Start of AVAILABLE DATA
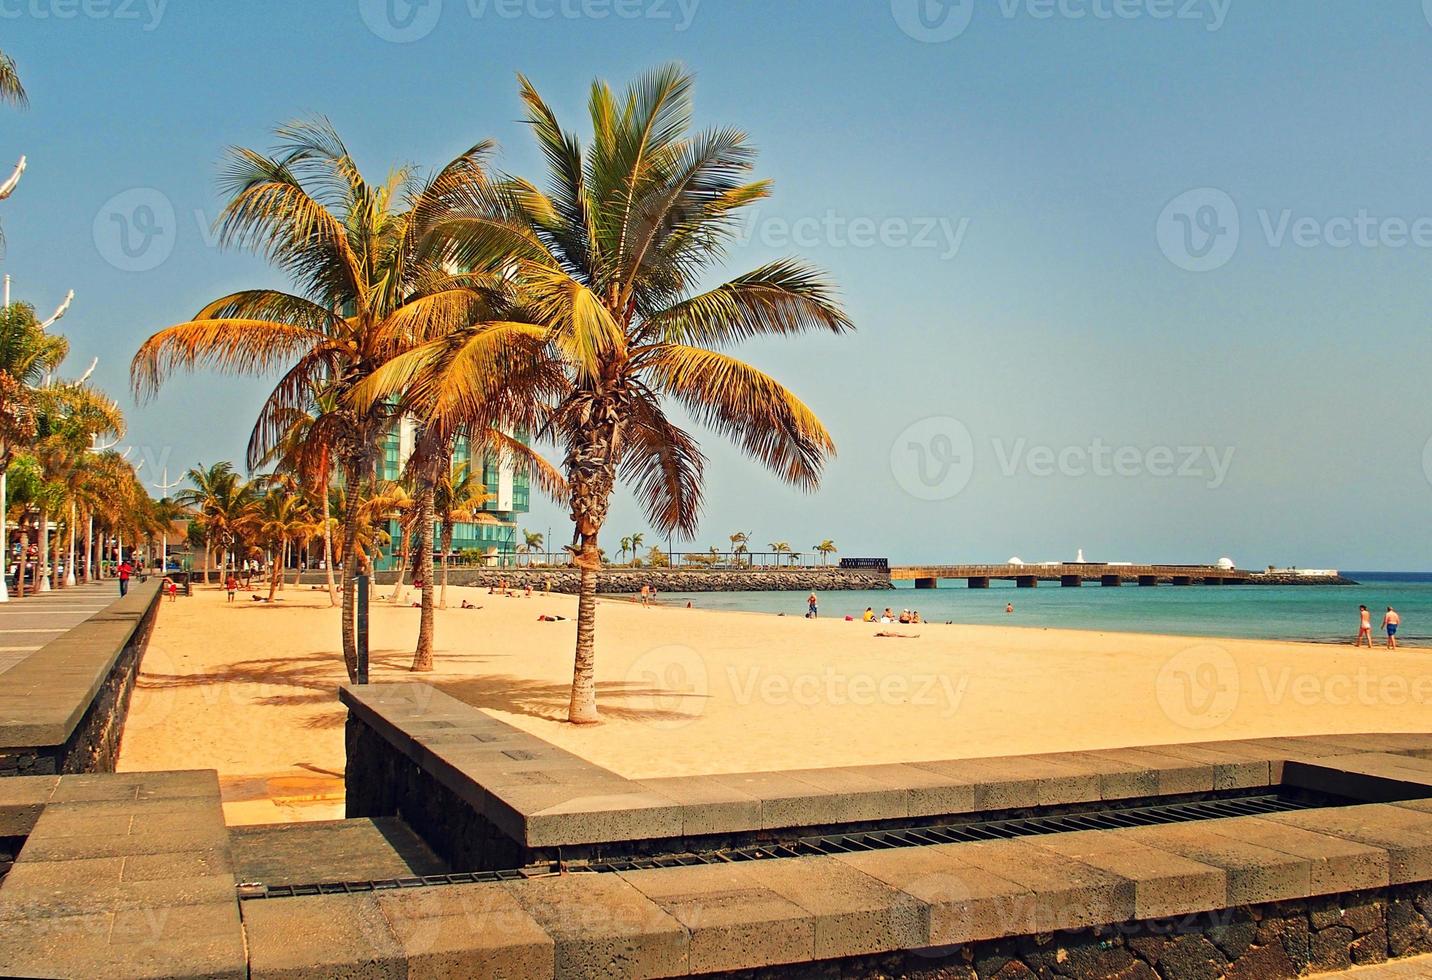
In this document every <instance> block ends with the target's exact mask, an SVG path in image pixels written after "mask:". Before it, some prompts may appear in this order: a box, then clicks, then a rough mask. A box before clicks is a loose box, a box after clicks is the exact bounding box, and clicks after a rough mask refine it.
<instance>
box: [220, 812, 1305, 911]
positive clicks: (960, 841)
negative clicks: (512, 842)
mask: <svg viewBox="0 0 1432 980" xmlns="http://www.w3.org/2000/svg"><path fill="white" fill-rule="evenodd" d="M1326 805H1329V801H1326V799H1323V801H1309V799H1296V798H1292V797H1283V795H1279V794H1269V795H1263V797H1233V798H1226V799H1201V801H1197V802H1176V804H1160V805H1150V807H1126V808H1120V807H1113V808H1108V810H1090V811H1084V812H1074V814H1055V815H1050V817H1021V818H1017V820H991V821H978V820H977V821H964V822H958V824H942V825H938V827H915V828H891V830H872V831H861V832H858V834H825V835H821V837H800V838H796V840H793V841H789V842H780V844H755V845H749V847H736V848H725V850H719V851H703V852H700V854H663V855H657V857H632V858H614V860H603V861H590V863H583V864H569V865H566V867H558V865H556V864H551V865H546V864H544V865H537V867H531V868H513V870H504V871H463V873H457V874H430V875H421V877H411V878H384V880H377V881H341V883H325V884H301V885H265V884H259V883H246V884H241V885H239V898H245V900H255V898H292V897H298V895H335V894H361V893H371V891H392V890H400V888H427V887H432V885H450V884H480V883H494V881H517V880H521V878H533V877H543V875H548V874H560V873H563V871H566V873H574V874H581V873H584V874H604V873H611V871H637V870H646V868H674V867H687V865H693V864H725V863H739V861H760V860H765V858H778V857H816V855H822V854H849V852H852V851H878V850H885V848H894V847H922V845H929V844H965V842H971V841H1007V840H1012V838H1017V837H1037V835H1040V834H1064V832H1070V831H1085V830H1120V828H1124V827H1153V825H1156V824H1186V822H1191V821H1199V820H1219V818H1223V817H1262V815H1267V814H1282V812H1289V811H1293V810H1310V808H1316V807H1326Z"/></svg>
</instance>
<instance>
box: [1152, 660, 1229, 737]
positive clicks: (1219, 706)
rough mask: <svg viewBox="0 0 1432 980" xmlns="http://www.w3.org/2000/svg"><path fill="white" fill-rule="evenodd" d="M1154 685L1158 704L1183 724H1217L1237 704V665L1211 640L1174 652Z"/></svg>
mask: <svg viewBox="0 0 1432 980" xmlns="http://www.w3.org/2000/svg"><path fill="white" fill-rule="evenodd" d="M1154 685H1156V691H1154V693H1156V696H1157V698H1158V706H1160V708H1163V711H1164V715H1167V716H1169V721H1171V722H1174V724H1176V725H1181V726H1183V728H1194V729H1206V728H1216V726H1219V725H1221V724H1223V722H1226V721H1227V719H1229V718H1230V716H1232V715H1233V712H1234V709H1237V706H1239V665H1237V663H1234V660H1233V656H1232V655H1229V652H1227V650H1226V649H1223V648H1221V646H1214V645H1213V643H1207V645H1204V646H1193V648H1189V649H1186V650H1181V652H1180V653H1176V655H1174V656H1173V658H1170V659H1169V662H1167V663H1164V665H1163V669H1161V671H1158V678H1157V679H1156V681H1154Z"/></svg>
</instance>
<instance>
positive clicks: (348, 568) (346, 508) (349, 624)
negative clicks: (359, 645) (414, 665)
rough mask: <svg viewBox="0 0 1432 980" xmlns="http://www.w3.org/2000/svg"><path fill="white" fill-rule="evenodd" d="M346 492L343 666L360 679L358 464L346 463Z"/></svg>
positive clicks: (343, 631)
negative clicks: (359, 660) (357, 625)
mask: <svg viewBox="0 0 1432 980" xmlns="http://www.w3.org/2000/svg"><path fill="white" fill-rule="evenodd" d="M344 476H345V484H347V490H345V494H344V605H342V635H344V666H345V668H348V681H349V682H351V683H357V682H358V636H357V633H355V629H354V610H355V606H354V603H355V602H357V599H355V595H354V593H355V587H354V580H355V579H357V577H358V554H357V553H358V549H357V547H355V542H357V540H358V523H359V517H361V514H359V510H358V507H359V503H358V501H359V496H361V489H359V486H358V467H357V466H351V467H347V473H345V474H344Z"/></svg>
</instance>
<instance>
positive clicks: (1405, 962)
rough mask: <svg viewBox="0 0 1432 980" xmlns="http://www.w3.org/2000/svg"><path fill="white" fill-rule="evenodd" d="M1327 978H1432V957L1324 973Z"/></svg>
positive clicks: (1415, 956) (1387, 963)
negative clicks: (1342, 971) (1414, 977)
mask: <svg viewBox="0 0 1432 980" xmlns="http://www.w3.org/2000/svg"><path fill="white" fill-rule="evenodd" d="M1320 976H1325V977H1356V980H1403V979H1408V980H1411V979H1412V977H1432V956H1412V957H1408V959H1405V960H1390V961H1388V963H1379V964H1378V966H1370V967H1353V969H1352V970H1345V971H1343V973H1323V974H1320Z"/></svg>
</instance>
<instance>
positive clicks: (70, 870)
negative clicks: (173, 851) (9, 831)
mask: <svg viewBox="0 0 1432 980" xmlns="http://www.w3.org/2000/svg"><path fill="white" fill-rule="evenodd" d="M123 863H125V858H84V860H79V861H39V863H33V861H20V863H19V864H16V865H14V868H11V871H10V874H9V875H7V877H6V880H4V887H3V888H0V923H6V921H14V920H17V918H39V917H57V916H87V914H100V913H106V911H120V910H135V908H163V907H170V905H203V904H225V903H232V901H233V878H232V877H229V875H193V877H183V878H149V880H137V881H136V880H126V878H125V877H123Z"/></svg>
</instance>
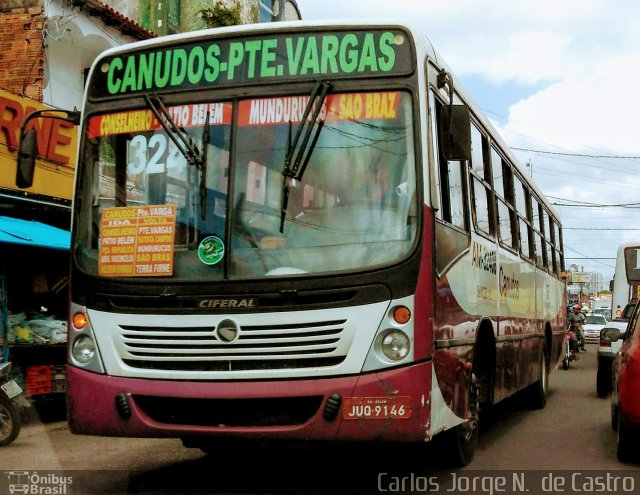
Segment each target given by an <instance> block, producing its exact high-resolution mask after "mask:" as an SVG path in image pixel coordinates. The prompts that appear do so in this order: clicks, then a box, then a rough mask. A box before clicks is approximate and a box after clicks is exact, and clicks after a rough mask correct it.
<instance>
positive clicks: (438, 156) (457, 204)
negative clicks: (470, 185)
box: [431, 94, 468, 231]
mask: <svg viewBox="0 0 640 495" xmlns="http://www.w3.org/2000/svg"><path fill="white" fill-rule="evenodd" d="M431 102H432V105H433V107H432V108H434V107H435V112H432V115H433V116H434V119H433V120H432V126H433V129H434V135H436V136H437V135H438V130H437V129H438V123H439V122H440V114H441V110H442V103H441V102H440V101H439V100H437V99H435V98H434V96H433V94H432V95H431ZM433 143H434V147H435V148H437V139H434V140H433ZM434 156H436V157H437V160H438V172H439V181H440V189H439V191H438V192H439V193H440V210H439V211H438V212H437V218H439V219H440V220H442V221H443V222H446V223H449V224H451V225H453V226H455V227H457V228H459V229H461V230H465V231H467V230H468V221H467V213H466V208H465V204H467V199H466V198H467V192H466V184H465V180H464V179H465V177H464V176H465V173H464V171H465V170H466V162H461V161H449V160H447V159H446V158H445V157H444V156H443V155H442V153H441V152H440V150H439V149H434Z"/></svg>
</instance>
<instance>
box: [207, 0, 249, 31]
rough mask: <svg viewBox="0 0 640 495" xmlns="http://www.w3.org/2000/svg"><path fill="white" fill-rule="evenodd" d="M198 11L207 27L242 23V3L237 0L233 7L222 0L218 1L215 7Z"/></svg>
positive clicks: (227, 25)
mask: <svg viewBox="0 0 640 495" xmlns="http://www.w3.org/2000/svg"><path fill="white" fill-rule="evenodd" d="M198 13H199V15H200V17H201V18H202V20H203V21H204V23H205V24H206V25H207V27H210V28H214V27H223V26H235V25H238V24H242V18H241V17H240V4H239V3H238V2H237V0H234V2H233V5H232V6H231V7H229V6H227V5H226V4H225V3H224V2H222V1H218V2H217V3H216V4H215V5H214V6H213V8H210V9H202V10H201V11H200V12H198Z"/></svg>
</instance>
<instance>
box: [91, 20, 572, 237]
End of AVAILABLE DATA
PROBLEM TO SOLVE:
In the entries, find every line holding "before" and copy it.

ANSWER SPACE:
In this document every <instance> block ends with the target's exact mask, an SVG path in image pixels written after "mask:". Before it, some prompts may appear in this order: a box, then clicks, then a rough mask. A box before clicks is a loose box, a box after clicks is the exact bounding box, and clicks after a rough mask refine it.
Segment each target given by an <instance> block, producing its exact high-resolution mask after "mask:" as an SVG path in image pixel coordinates. The prompts that appear do so in this order: clicks, then a box, then a rough mask. A box before clicks is approximate and a box after clicks is exact, and clicks after a rough mask correct it.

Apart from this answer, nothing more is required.